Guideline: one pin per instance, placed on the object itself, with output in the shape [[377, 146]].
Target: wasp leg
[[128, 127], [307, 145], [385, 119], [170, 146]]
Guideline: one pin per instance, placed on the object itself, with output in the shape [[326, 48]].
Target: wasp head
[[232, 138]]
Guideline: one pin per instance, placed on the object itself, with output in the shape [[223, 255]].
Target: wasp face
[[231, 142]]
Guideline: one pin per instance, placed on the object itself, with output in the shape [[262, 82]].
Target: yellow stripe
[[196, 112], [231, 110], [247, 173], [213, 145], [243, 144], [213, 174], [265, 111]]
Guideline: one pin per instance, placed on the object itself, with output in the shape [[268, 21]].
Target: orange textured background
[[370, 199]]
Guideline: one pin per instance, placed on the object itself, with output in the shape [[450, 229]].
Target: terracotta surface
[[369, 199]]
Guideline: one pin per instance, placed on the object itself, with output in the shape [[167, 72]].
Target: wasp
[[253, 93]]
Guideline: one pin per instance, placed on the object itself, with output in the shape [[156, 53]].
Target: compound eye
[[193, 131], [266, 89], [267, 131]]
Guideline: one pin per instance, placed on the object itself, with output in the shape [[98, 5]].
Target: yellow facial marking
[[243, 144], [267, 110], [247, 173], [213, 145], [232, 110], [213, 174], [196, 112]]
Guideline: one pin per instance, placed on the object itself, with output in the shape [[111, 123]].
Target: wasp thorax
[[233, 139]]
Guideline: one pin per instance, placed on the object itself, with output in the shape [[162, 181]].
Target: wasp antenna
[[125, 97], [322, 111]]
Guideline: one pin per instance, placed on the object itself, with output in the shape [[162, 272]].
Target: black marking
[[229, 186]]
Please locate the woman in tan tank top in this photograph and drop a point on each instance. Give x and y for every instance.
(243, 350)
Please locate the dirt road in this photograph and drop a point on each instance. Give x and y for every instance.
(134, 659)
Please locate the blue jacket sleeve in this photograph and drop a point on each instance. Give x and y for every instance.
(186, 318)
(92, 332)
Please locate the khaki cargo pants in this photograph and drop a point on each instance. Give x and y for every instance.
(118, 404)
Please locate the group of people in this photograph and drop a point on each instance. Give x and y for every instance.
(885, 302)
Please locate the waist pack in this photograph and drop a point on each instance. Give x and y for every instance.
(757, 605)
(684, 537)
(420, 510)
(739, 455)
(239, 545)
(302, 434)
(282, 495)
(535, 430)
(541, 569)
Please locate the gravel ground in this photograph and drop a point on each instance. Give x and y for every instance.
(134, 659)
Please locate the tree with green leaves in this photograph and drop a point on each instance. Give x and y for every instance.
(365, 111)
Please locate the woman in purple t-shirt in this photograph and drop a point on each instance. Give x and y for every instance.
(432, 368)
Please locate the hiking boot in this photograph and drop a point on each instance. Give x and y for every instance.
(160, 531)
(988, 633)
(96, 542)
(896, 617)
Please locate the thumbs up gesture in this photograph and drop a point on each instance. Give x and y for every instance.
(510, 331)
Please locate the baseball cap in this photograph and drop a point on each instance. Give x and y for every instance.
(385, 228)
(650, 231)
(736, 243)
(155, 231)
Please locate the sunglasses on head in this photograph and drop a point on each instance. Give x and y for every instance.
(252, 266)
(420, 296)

★ ★ ★ ★

**Work required:**
Transcribe the lines above between the line holding "Target: wasp leg" and the line holding "shape [[98, 5]].", inclusive, exactly as they stand and with nothing added.

**Task solution:**
Target: wasp leg
[[128, 127], [307, 145], [385, 119], [170, 146]]
Guideline: one pin per instance, placed on the object itself, with output in the shape [[326, 48]].
Target: wasp head
[[232, 138]]
Guideline: one pin per instance, placed on the object itself, with output in the shape [[223, 255]].
Target: wasp face
[[231, 142]]
Guideline: one pin per instance, placed on the object itself, with output in the shape [[262, 82]].
Target: yellow stripe
[[196, 112], [231, 110], [247, 173], [213, 145], [243, 144], [213, 174], [265, 111]]
Guideline: one pin per instance, placed on the object itself, with output in the shape [[268, 21]].
Target: orange textured background
[[370, 199]]
Guideline: one pin per instance, placed on the object itself, with output in the shape [[450, 229]].
Target: terracotta surface
[[369, 199]]
Guideline: one pin per instance, placed on the object itself, with output in the shape [[167, 72]].
Target: wasp
[[253, 93]]
Guideline: one pin per instance, placed on the object itself, with output in the shape [[156, 53]].
Target: compound eye
[[193, 131], [266, 89], [267, 131]]
Guideline: one pin per instance, placed on the object itself, with output in the shape [[98, 5]].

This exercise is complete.